- **Record list**:

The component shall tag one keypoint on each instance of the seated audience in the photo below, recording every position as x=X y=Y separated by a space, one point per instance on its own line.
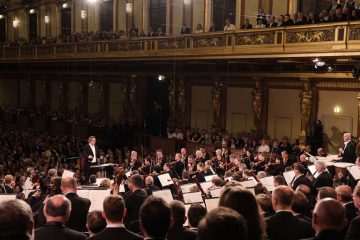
x=155 y=218
x=80 y=206
x=16 y=220
x=114 y=213
x=328 y=219
x=223 y=223
x=178 y=231
x=57 y=212
x=284 y=225
x=243 y=201
x=196 y=212
x=95 y=223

- **Task objective**: Could you reproduce every line of the records above, requests included, but shift each x and y coordinate in the answers up by 75 and leave the pictures out?

- **Reply to the exercise**:
The component shall tag one keypoint on each instance of the seated audience in the photo below, recording every position as x=X y=Y separated by a space, one point per instance on its own line.
x=230 y=293
x=155 y=281
x=91 y=295
x=189 y=288
x=403 y=294
x=298 y=298
x=253 y=306
x=132 y=287
x=359 y=300
x=318 y=276
x=271 y=287
x=170 y=298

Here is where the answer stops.